Bounding box annotation entries
──────────

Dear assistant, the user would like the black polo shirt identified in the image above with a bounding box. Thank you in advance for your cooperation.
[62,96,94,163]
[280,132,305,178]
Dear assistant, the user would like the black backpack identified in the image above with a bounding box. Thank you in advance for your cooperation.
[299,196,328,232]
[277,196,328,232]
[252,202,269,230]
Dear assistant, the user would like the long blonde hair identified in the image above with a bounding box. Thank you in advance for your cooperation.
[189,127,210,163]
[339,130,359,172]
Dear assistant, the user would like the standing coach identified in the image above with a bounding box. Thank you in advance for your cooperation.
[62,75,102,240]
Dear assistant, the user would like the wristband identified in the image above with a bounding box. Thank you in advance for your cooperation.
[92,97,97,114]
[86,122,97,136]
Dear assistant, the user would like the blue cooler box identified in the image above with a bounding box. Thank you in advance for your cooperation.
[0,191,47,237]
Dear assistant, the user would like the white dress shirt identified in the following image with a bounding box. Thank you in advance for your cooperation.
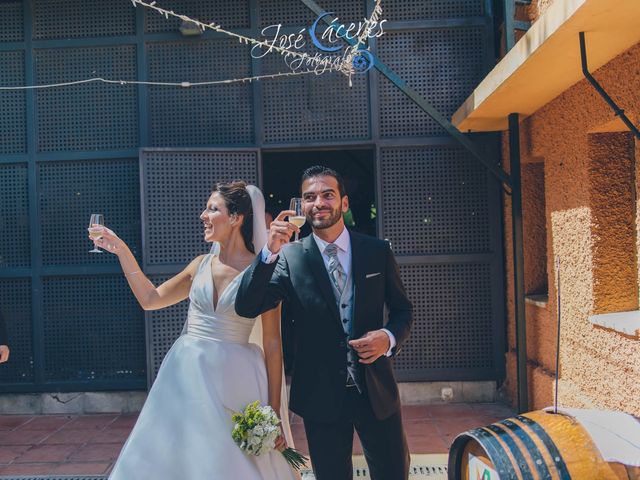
[260,228,396,357]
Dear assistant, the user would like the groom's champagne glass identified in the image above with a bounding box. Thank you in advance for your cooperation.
[289,198,307,242]
[88,213,104,253]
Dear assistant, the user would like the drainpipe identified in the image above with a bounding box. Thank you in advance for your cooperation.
[580,32,640,139]
[509,113,529,413]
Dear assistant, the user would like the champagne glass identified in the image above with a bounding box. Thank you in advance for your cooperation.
[289,198,307,242]
[88,213,104,253]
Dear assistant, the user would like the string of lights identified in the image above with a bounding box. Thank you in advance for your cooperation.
[0,70,330,90]
[0,0,382,90]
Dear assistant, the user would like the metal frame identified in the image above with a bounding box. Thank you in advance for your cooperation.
[0,0,510,391]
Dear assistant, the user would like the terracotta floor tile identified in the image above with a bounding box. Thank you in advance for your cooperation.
[0,430,51,445]
[42,428,102,445]
[0,444,31,464]
[51,462,111,475]
[69,443,122,462]
[0,463,58,475]
[13,445,80,464]
[0,415,37,431]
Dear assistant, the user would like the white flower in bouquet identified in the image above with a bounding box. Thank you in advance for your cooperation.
[231,400,307,470]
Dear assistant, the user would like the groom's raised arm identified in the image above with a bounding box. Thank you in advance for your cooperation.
[236,254,288,318]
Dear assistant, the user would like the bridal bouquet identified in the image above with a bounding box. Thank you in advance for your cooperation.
[231,400,307,470]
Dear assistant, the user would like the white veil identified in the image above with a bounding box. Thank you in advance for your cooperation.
[210,185,294,447]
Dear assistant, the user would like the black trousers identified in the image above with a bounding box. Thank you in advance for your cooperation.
[304,387,409,480]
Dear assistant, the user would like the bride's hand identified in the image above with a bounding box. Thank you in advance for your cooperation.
[92,226,127,255]
[276,425,287,452]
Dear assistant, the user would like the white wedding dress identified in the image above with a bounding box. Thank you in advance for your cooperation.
[109,254,299,480]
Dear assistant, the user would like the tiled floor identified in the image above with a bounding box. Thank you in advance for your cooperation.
[0,403,514,476]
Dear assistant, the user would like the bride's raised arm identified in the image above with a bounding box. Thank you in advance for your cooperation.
[94,226,203,310]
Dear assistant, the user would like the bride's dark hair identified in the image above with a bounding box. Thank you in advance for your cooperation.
[213,181,256,253]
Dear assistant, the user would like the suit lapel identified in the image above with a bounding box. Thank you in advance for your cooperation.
[349,231,367,338]
[302,235,340,324]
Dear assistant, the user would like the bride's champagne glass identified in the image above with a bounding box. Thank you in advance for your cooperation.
[88,213,104,253]
[289,198,307,242]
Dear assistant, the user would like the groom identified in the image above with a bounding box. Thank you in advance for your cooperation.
[236,166,412,480]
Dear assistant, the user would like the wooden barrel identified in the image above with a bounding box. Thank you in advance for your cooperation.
[449,410,629,480]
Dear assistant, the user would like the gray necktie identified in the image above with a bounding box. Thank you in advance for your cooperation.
[324,243,346,294]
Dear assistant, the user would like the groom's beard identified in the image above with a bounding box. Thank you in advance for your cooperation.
[307,205,342,230]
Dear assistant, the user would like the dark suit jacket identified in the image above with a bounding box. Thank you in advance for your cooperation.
[0,312,9,345]
[236,232,412,422]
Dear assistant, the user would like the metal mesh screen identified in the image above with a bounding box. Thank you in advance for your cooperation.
[33,0,136,40]
[147,39,254,147]
[381,147,491,255]
[38,159,141,265]
[0,164,31,268]
[394,264,497,380]
[258,0,365,28]
[0,50,27,154]
[382,0,484,21]
[0,1,24,42]
[0,278,34,384]
[145,275,189,385]
[43,275,145,382]
[145,0,251,33]
[378,28,485,138]
[35,45,138,152]
[262,42,371,143]
[141,150,258,266]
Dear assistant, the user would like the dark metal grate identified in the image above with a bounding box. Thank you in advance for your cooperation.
[381,147,491,255]
[141,150,258,266]
[38,159,141,265]
[394,264,495,380]
[382,0,484,21]
[42,275,146,382]
[0,1,24,42]
[145,0,251,33]
[262,40,371,143]
[147,39,254,147]
[0,278,34,384]
[258,0,365,28]
[0,164,31,268]
[378,27,485,138]
[34,0,136,40]
[145,275,189,385]
[0,50,27,154]
[35,45,138,152]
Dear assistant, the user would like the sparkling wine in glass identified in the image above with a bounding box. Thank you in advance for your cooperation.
[289,198,307,242]
[88,213,104,253]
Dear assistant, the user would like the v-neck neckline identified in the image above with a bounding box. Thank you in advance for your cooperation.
[209,255,251,313]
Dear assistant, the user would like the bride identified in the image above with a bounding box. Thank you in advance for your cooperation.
[95,182,298,480]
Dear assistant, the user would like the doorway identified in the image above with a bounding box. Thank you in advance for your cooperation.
[262,148,377,237]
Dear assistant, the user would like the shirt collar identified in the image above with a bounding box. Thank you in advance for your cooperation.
[312,227,351,253]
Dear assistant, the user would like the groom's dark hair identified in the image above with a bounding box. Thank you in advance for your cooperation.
[300,165,347,198]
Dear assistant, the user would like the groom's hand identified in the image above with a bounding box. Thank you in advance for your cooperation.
[349,330,391,365]
[267,210,300,254]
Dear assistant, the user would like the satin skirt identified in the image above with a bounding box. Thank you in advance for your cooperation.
[109,334,299,480]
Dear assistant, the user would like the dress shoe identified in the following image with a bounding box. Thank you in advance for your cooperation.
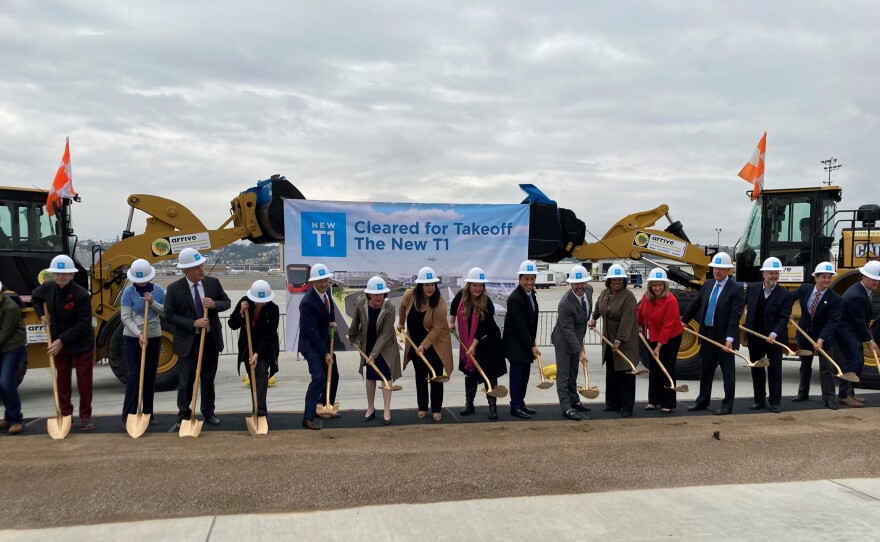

──────────

## [Goal]
Convert the lines above into a JSON list of strings, one string per line, with blank lines left out. Leave the pictures out of the list.

## [Reply]
[
  "Dear assistant, the user would like the black polo shirt identified in the image above with a bounding box. Thank you in advance for your cooperation.",
  "[62,96,94,163]",
  "[280,132,305,178]",
  "Dear assistant, the user would like the black backpack identified in the image above with a bounding box. Thank you in advance for your cooperation.",
  "[299,196,328,232]",
  "[277,196,328,232]",
  "[252,202,269,230]",
  "Dear assistant, the user would like the long blonde hair identified in the image above with a bounding box. Thank you in advance for your cooperation.",
  "[189,127,210,163]",
  "[339,130,359,172]",
  "Dear assistant, the user would like the standing coach identified in the image above with a bounding box. Thank you in advance for your cooperation.",
  "[62,75,102,240]",
  "Dear assistant, the user would like the wristband identified in the image above with a bounding box. Thank you in advance for your cooperation.",
  "[92,97,97,114]",
  "[86,122,97,136]",
  "Dear assistant, the user would like the blue cooler box identified in the image above with a bounding box. Thank you in advance for your cooperation.",
  "[0,191,47,237]",
  "Dear assistant, the user would like the white dress shirt identified in the following image with a bounding box. Thank you in advance for your cooperation.",
  "[260,228,396,357]",
  "Dear assistant, the user would like the groom's champagne glass identified in the image above with a bounding box. Thank you in advance for your cooperation.",
  "[289,198,307,242]",
  "[88,213,104,253]",
  "Dear assistant, the user would like the drainpipe identified in the image above with a bounding box. Thank you in advance for your cooperation.",
  "[580,32,640,139]",
  "[509,113,529,413]",
  "Dear assistant, the user would like the champagne glass identified in the image above with a bounding box. Thank you in advance for your cooperation.",
  "[289,198,307,242]",
  "[88,213,104,253]",
  "Dear assistant, the user would like the string of lights identified in the image above with a bounding box. Thank you in advance for your cooperation.",
  "[0,70,330,90]",
  "[0,0,382,90]",
  "Dear assistant, the user would like the metal frame identified in the image above with a bounding box. Thank you in advance for your cooperation.",
  "[0,0,510,391]",
  "Dear assistant, the user would like the terracotta floor tile identified in the image above with a bounding box. Thank you in advance for your cooperation.",
  "[0,430,51,445]",
  "[42,428,102,445]",
  "[0,444,31,464]",
  "[51,462,111,475]",
  "[69,443,122,462]",
  "[0,463,58,475]",
  "[13,445,80,464]",
  "[0,415,37,431]",
  "Dear assistant, the user would like the white flower in bouquet identified in the image above with a bounding box. Thank you in advance for your cooperation.",
  "[231,400,307,470]",
  "Dear assistant, the user would like the groom's raised arm identified in the image above with a bounding box. Thank you in advance for your cooperation.",
  "[236,254,288,318]",
  "Dear assistant, the user would like the bridal bouquet identified in the image above with a bounding box. Thank you in advance for your cooperation.",
  "[231,400,307,470]",
  "Dear assistant, the user would like the white veil identified in the image above with a bounding box. Thank you in advance for your cooperation.",
  "[210,185,294,447]",
  "Dear assistant, the user would like the black trousers identified in the image above with a bounding box. Thank you in advance for your cooperation.",
  "[304,387,409,480]",
  "Dear assistant, the user would like the bride's hand identified in the image above with a bounding box. Thank you in advance for your cooperation.",
  "[92,226,127,255]",
  "[276,425,287,452]",
  "Dear assistant, the user would like the white wedding dress identified in the image above with a bounding box. Thank you in advance for your cooperation.",
  "[109,254,299,480]",
  "Dear assistant, the user would like the tiled floor identified in the image above with a bounding box. Thank you in advance for your cooperation.",
  "[0,403,514,476]",
  "Dear assistant, the user would like the bride's raised arm identified in the image above with a bounding box. Thank you in advance for your cooperation.",
  "[94,226,203,310]",
  "Dear assistant, the user would like the bride's dark hair identified in the image above with a bounding box. Thank you in advance for your cooperation.",
  "[213,181,256,253]",
  "Dear assistant, the user would like the suit lapel identified in the image above with a bounding box. Thank you in advance for your cooperation.",
  "[349,231,367,338]",
  "[302,235,340,324]",
  "Dear assistant, the user would like the bride's champagne glass identified in the image above with a bounding box. Thank you in advance for your cooperation.",
  "[88,213,104,253]",
  "[289,198,307,242]",
  "Dear assistant, the user would like the groom identified in the image above with a bounding box. Thank you in advance for your cooperation.",
  "[236,166,412,480]",
  "Dear assistant, the user would like the wooden barrel identified in the image above with a bounding box. Thank you in advance for your cooperation.",
  "[449,410,629,480]",
  "Dear assistant, the user would like the gray necktie identified in the image above with a bounding box. Thank you in advance for your cooperation.",
  "[324,243,346,294]",
  "Dear assistant, the user would like the groom's beard identified in the image above with a bounding box. Thank you in advance for your cooperation.",
  "[307,205,342,230]",
  "Dear assistant, the user would like the dark suit jacket identified in the image above with a bounding box. Thank you in advance for your cooperation.",
  "[0,312,9,345]",
  "[236,232,412,422]",
  "Dear assistant, the user would like the metal mesh screen identified in the image above with a bounding box. Thank you in advance for your cooperation.",
  "[33,0,136,40]",
  "[147,39,254,147]",
  "[381,147,491,255]",
  "[38,159,141,265]",
  "[0,164,31,268]",
  "[394,264,497,380]",
  "[258,0,365,28]",
  "[0,50,27,154]",
  "[382,0,484,21]",
  "[0,1,24,42]",
  "[0,278,34,384]",
  "[145,275,189,385]",
  "[43,275,145,382]",
  "[145,0,251,33]",
  "[378,28,485,138]",
  "[35,45,138,152]",
  "[262,42,371,143]",
  "[141,150,258,266]",
  "Dear assistant, the user would like the dark metal grate identified in the image above with a bounding box. Thank you in advance for your cooperation.",
  "[381,147,491,255]",
  "[141,150,258,266]",
  "[38,159,141,265]",
  "[394,264,495,380]",
  "[382,0,484,21]",
  "[42,275,146,382]",
  "[0,1,24,42]",
  "[145,0,251,33]",
  "[262,40,371,143]",
  "[147,39,254,147]",
  "[0,278,34,384]",
  "[258,0,365,28]",
  "[0,164,31,268]",
  "[378,27,485,138]",
  "[34,0,136,40]",
  "[145,275,189,385]",
  "[0,50,27,154]",
  "[35,45,138,152]",
  "Dear assistant, the user would like the sparkling wine in glass identified in the image above with a bounding box. Thank you in advance for your cooperation.",
  "[289,198,307,242]",
  "[88,213,104,253]",
  "Dear assistant, the user would like the v-neck neckline identified in the image above with a bounding box. Thank you in advance for your cooperation.",
  "[209,255,251,313]",
  "Dear assistant, the user would like the bride identified in the image above with a bounding box. Thank you in advance for your cooperation.",
  "[95,182,298,480]",
  "Dear assistant, the user would like the doorway identified in the image above with a bounding box. Thank you in advance for your cooperation.",
  "[262,148,377,237]",
  "Dear assistant, the user would like the shirt collar identified in the image above with a bounding box. Thank you in advance for your cooperation.",
  "[312,227,351,253]",
  "Dear assistant, the user would like the groom's dark hair identified in the image above with a bounding box. Thank you in advance for your cooperation.",
  "[300,165,347,198]",
  "Dear assistant, the user would like the groom's hand identified in the image above with a bounding box. Thank you in advance for your cooperation.",
  "[349,330,391,365]",
  "[267,210,300,254]",
  "Dear assistant, the user would like the satin skirt identified in the image above with a bounding box. Thank you in advance for your cooperation.",
  "[109,334,299,480]",
  "Dear assistant, the user would like the dress shoe identified in the following image with a bounding box. Thank you in advance for your cooperation."
]